→ **Tugas Tertulis**:
Tolong tulis kembali bagian dari "Dewasa ini pendidikan" sampai "pendidikan formal tersebut." dalam teks tentang pendidikan di bawah, dan ganti "Dewasa ini" dengan "Saat ini".

======== Kutipan Pilihan ========

Sesudah sejak tahun 60-an Bereday mengemukakan mengenai krisis pendidikan di dunia karena meledaknya tuntutan untuk memperoleh pendidikan dari negara-negara yang baru merdeka. Pengamatan seorang ahli sosiologi dan pendidikan sebelum PD II memaparkan bahwa pendidikan akan merupakan dinamit dalam revolusi kemerdekaan dari negara-negara terjajah.
Dewasa ini pendidikan di negara-negara berkembang mengalami revolusi. Bukan hanya pendidikan merupakan kewajiban dari pemerintah yang diakui sebagai salah satu hak asasi manusia tetapi telah merupakan suatu tuntutan dari setiap negara modern. Kewajiban belajar telah merupakan suatu keputusan bersama umat manusia (education for all)[1] dan tuntutan tersebut bukan hanya merupakan tuntutan formal, tetapi juga tuntutan perubahan yang radikal dari isi dan proses dalam lembaga-lembaga pendidikan formal tersebut.
Bahkan, berbagai perubahan di dunia dipelopori oleh perubahan dari lingkungan pendidikan formal, seperti pemberontakan mahasiswa Prancis tahun 1968 yang mengubah kehidupan politk, sosial, bahkan kebudayaan dari masayarakat Prancis. Di Indonesia perjuangan kemerdekaan yang dimulai oleh kaum terpelajar pada tahun 1908 hingga hadirnya kemerdekaan pada tahun 1945. kita mengenal dengan kepeloporan mahasiswa yang telah merobek-robek kekuatan diktator, baik pada zaman Orde Lama maupun Orde Baru. Gerakan pembaharuan mahasiswa telah merubah wajah negara dari totaliter menuju demokratis. Dalam bidang pendidikan nonformal kita melihat perubahan wajah dari bentuknya sebagai kursur-kursus yang berdiri sendiri menjadi lembaga-lembaga pelatihan yang diarahkan pada pemenuhan kebutuhan tenaga kerja terampil.
Kekuasaan dan Pendidikan
Terdapat kaitan yang erat antara kekuasaan dan pendidikan. Kekuasaan mempunyai tempat dalam ruang dan proses pendidikan. Justru karena adanya kekuasaan itulah terjadi proses pendidikan. Proses pendidikan yang sebenarnya adalah proses pembebasan dengan jalan memberikan peserta didik suatu kesadaran akan kemampuan kemandirian.

======== Daftar Butir ========

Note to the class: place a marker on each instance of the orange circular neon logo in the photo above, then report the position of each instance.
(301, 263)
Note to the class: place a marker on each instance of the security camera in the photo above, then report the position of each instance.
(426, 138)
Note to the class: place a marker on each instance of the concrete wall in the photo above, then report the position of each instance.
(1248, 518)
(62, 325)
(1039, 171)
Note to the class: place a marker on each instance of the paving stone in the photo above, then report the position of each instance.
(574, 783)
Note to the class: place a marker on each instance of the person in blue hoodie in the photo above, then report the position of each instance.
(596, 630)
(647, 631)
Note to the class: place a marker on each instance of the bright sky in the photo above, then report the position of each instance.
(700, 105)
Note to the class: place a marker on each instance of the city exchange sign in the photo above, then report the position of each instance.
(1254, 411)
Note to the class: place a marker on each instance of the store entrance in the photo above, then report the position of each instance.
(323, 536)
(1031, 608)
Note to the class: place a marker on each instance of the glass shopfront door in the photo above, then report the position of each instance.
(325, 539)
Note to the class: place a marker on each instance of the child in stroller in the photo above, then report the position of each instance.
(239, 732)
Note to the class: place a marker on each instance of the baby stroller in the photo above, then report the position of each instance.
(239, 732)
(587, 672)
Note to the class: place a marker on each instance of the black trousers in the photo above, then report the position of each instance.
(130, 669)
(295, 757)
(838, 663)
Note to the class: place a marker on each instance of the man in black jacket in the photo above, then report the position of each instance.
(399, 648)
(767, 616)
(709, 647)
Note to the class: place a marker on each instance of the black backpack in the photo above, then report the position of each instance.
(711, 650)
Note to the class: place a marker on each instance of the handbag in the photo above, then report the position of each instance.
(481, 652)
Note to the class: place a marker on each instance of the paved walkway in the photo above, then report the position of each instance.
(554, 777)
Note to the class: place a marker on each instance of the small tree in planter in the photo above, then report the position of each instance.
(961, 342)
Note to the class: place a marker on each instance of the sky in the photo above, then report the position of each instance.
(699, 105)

========

→ **Hasil Lengkap**:
Saat ini pendidikan di negara-negara berkembang mengalami revolusi. Bukan hanya pendidikan merupakan kewajiban dari pemerintah yang diakui sebagai salah satu hak asasi manusia tetapi telah merupakan suatu tuntutan dari setiap negara modern. Kewajiban belajar telah merupakan suatu keputusan bersama umat manusia (education for all)[1] dan tuntutan tersebut bukan hanya merupakan tuntutan formal, tetapi juga tuntutan perubahan yang radikal dari isi dan proses dalam lembaga-lembaga pendidikan formal tersebut.